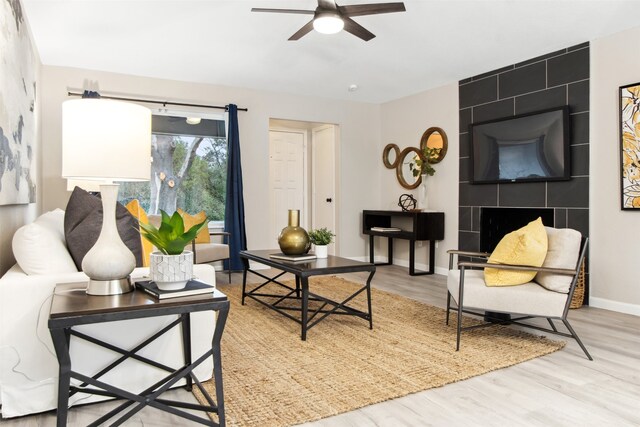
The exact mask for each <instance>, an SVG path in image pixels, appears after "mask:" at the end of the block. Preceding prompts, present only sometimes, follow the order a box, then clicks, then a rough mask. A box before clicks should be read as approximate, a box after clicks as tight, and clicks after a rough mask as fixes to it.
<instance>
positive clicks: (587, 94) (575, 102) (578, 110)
mask: <svg viewBox="0 0 640 427" xmlns="http://www.w3.org/2000/svg"><path fill="white" fill-rule="evenodd" d="M560 87H562V86H560ZM568 87H569V105H571V112H572V113H582V112H583V111H589V80H583V81H581V82H577V83H570V84H569V85H568Z"/></svg>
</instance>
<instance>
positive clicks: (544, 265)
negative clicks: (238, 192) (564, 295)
mask: <svg viewBox="0 0 640 427" xmlns="http://www.w3.org/2000/svg"><path fill="white" fill-rule="evenodd" d="M545 229H546V230H547V238H548V245H549V247H548V249H547V257H546V258H545V259H544V263H543V264H542V266H543V267H546V268H568V269H571V270H573V269H574V268H576V263H577V262H578V256H579V255H580V242H581V240H582V234H581V233H580V232H579V231H576V230H573V229H571V228H551V227H545ZM534 280H535V281H536V282H537V283H538V284H540V285H541V286H543V287H545V288H546V289H549V290H550V291H555V292H562V293H565V294H566V293H567V292H569V288H570V287H571V280H573V276H570V275H566V274H552V273H543V272H540V273H538V274H537V275H536V277H535V279H534Z"/></svg>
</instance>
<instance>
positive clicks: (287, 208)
mask: <svg viewBox="0 0 640 427" xmlns="http://www.w3.org/2000/svg"><path fill="white" fill-rule="evenodd" d="M304 153H305V134H304V132H287V131H274V130H271V131H269V191H270V193H271V194H270V200H271V212H270V230H271V235H272V236H273V237H274V247H276V246H275V245H276V239H277V237H278V234H280V231H281V230H282V229H283V228H284V227H286V226H287V223H288V217H287V214H288V211H289V209H299V210H300V214H301V215H300V217H301V219H300V222H301V224H300V225H301V226H302V227H306V221H305V220H304V219H305V218H306V213H305V208H306V206H305V203H304V200H305V191H304V189H305V185H306V182H305V181H306V180H305V155H304ZM265 225H267V224H265Z"/></svg>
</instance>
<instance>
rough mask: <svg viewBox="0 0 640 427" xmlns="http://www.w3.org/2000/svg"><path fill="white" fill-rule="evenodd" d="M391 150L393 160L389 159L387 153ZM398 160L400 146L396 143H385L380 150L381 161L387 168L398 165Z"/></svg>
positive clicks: (390, 151)
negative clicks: (383, 148) (397, 144)
mask: <svg viewBox="0 0 640 427" xmlns="http://www.w3.org/2000/svg"><path fill="white" fill-rule="evenodd" d="M391 150H393V156H394V157H393V161H390V160H389V153H390V152H391ZM399 160H400V148H399V147H398V146H397V145H396V144H387V146H386V147H384V150H382V163H384V165H385V167H386V168H387V169H393V168H395V167H396V166H397V165H398V161H399Z"/></svg>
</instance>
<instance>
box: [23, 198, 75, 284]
mask: <svg viewBox="0 0 640 427" xmlns="http://www.w3.org/2000/svg"><path fill="white" fill-rule="evenodd" d="M12 246H13V255H14V257H15V258H16V262H17V263H18V265H19V266H20V268H21V269H22V271H24V272H25V273H26V274H28V275H43V274H52V273H73V272H76V271H78V269H77V268H76V265H75V263H74V262H73V259H72V258H71V255H69V251H68V250H67V246H66V244H65V241H64V211H62V210H60V209H56V210H55V211H52V212H47V213H45V214H43V215H42V216H40V217H39V218H38V219H36V220H35V221H34V222H33V223H31V224H27V225H24V226H22V227H20V228H19V229H18V230H17V231H16V232H15V234H14V235H13V241H12Z"/></svg>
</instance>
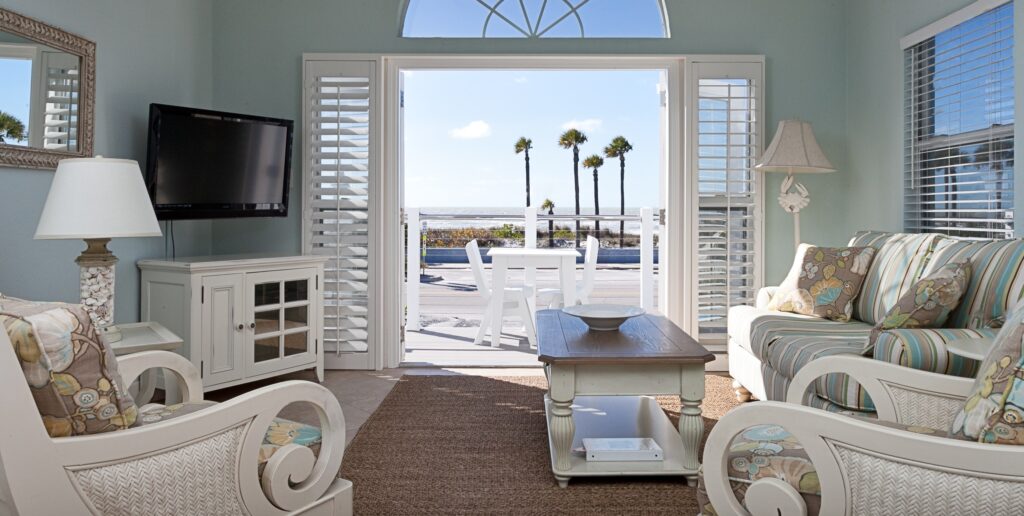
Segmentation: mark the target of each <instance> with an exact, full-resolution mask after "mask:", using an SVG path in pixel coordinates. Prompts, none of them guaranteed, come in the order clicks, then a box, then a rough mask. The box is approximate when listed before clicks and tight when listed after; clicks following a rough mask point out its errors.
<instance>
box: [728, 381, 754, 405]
mask: <svg viewBox="0 0 1024 516" xmlns="http://www.w3.org/2000/svg"><path fill="white" fill-rule="evenodd" d="M732 390H733V391H735V393H736V400H737V401H739V402H740V403H745V402H748V401H750V400H751V398H752V397H753V396H752V395H751V391H749V390H746V387H743V384H741V383H739V380H733V381H732Z"/></svg>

..............................

■ THE PROBLEM:
Copy out every line above word for word, from the first through the last, and leave out the pictures.

■ RESULT OF THE TASK:
The exact mask for each <instance>, an SVG path in image pixels, appears after "mask:" at the end of the block. Preceding prompts, present only sometimes, follow the order a box, then clicks, then a rough mask. A box before clicks should be read as approximate, a box after clicks as tight, and clicks after a rough mask as fixes to it.
<instance>
positive clicks: (587, 94) (575, 102) (578, 110)
mask: <svg viewBox="0 0 640 427" xmlns="http://www.w3.org/2000/svg"><path fill="white" fill-rule="evenodd" d="M560 87H562V86H560ZM568 87H569V105H571V112H572V113H582V112H583V111H589V80H583V81H581V82H577V83H570V84H569V85H568Z"/></svg>
</instance>
<instance>
positive clicks: (544, 265)
negative clicks: (238, 192) (564, 295)
mask: <svg viewBox="0 0 640 427" xmlns="http://www.w3.org/2000/svg"><path fill="white" fill-rule="evenodd" d="M545 229H546V230H547V238H548V245H549V247H548V249H547V257H546V258H545V259H544V263H543V264H542V266H543V267H546V268H568V269H571V270H573V269H574V268H576V263H577V262H578V256H579V255H580V242H581V240H582V234H581V233H580V232H579V231H576V230H573V229H571V228H551V227H545ZM534 280H535V281H536V282H537V283H538V284H540V285H541V286H543V287H545V288H546V289H549V290H550V291H555V292H562V293H565V294H566V293H567V292H569V288H570V287H571V280H573V276H570V275H566V274H552V273H543V272H540V273H538V274H537V275H536V277H535V279H534Z"/></svg>
</instance>
<instance>
positive clicks: (287, 208)
mask: <svg viewBox="0 0 640 427" xmlns="http://www.w3.org/2000/svg"><path fill="white" fill-rule="evenodd" d="M304 153H305V134H304V132H287V131H274V130H271V131H269V191H270V193H271V194H270V200H271V212H270V230H271V235H272V236H273V237H274V247H276V246H275V245H276V239H277V237H278V234H280V231H281V230H282V229H283V228H284V227H286V226H287V223H288V217H287V214H288V211H289V209H299V210H300V214H301V215H300V217H301V219H300V222H301V224H300V225H301V226H302V227H306V221H305V220H304V219H305V218H306V213H305V208H306V206H305V203H304V200H305V191H304V189H305V185H306V182H305V181H306V180H305V155H304ZM265 225H267V224H265Z"/></svg>
</instance>
<instance>
rough mask: <svg viewBox="0 0 640 427" xmlns="http://www.w3.org/2000/svg"><path fill="white" fill-rule="evenodd" d="M391 150L393 160L389 159L387 153ZM398 160L400 146L396 143H385L380 150L381 161L387 168L398 165Z"/></svg>
positive clicks: (390, 151)
negative clicks: (383, 148) (397, 144)
mask: <svg viewBox="0 0 640 427" xmlns="http://www.w3.org/2000/svg"><path fill="white" fill-rule="evenodd" d="M391 150H393V156H394V157H393V161H390V160H389V153H390V152H391ZM399 160H400V148H399V147H398V146H397V145H396V144H387V146H386V147H384V150H382V163H384V165H385V167H386V168H387V169H393V168H395V167H396V166H397V165H398V161H399Z"/></svg>
</instance>
<instance>
box: [23, 198, 75, 284]
mask: <svg viewBox="0 0 640 427" xmlns="http://www.w3.org/2000/svg"><path fill="white" fill-rule="evenodd" d="M12 246H13V255H14V257H15V258H16V262H17V263H18V265H19V266H20V268H21V269H22V271H24V272H25V273H26V274H28V275H43V274H52V273H73V272H76V271H78V269H77V268H76V265H75V263H74V262H73V259H72V258H71V255H69V251H68V250H67V246H66V244H65V241H64V211H62V210H60V209H56V210H55V211H52V212H47V213H45V214H43V215H42V216H40V217H39V218H38V219H36V220H35V221H34V222H33V223H31V224H27V225H24V226H22V227H20V228H19V229H18V230H17V231H16V232H15V234H14V235H13V241H12Z"/></svg>
</instance>
Segmentation: mark the target of each <instance> with an exact, full-resolution mask after "mask:", using an SVG path in pixel coordinates. Prompts, none of them guaranteed, come in the order clicks, then a box, then a rough mask. The box is approximate when listed before clicks and tight when listed after; clicks following a rough mask point out its errors.
<instance>
box: [728, 381, 754, 405]
mask: <svg viewBox="0 0 1024 516" xmlns="http://www.w3.org/2000/svg"><path fill="white" fill-rule="evenodd" d="M732 390H733V391H735V393H736V400H737V401H739V402H740V403H745V402H748V401H750V400H751V398H752V397H753V396H752V395H751V391H749V390H746V387H743V384H741V383H739V380H733V381H732Z"/></svg>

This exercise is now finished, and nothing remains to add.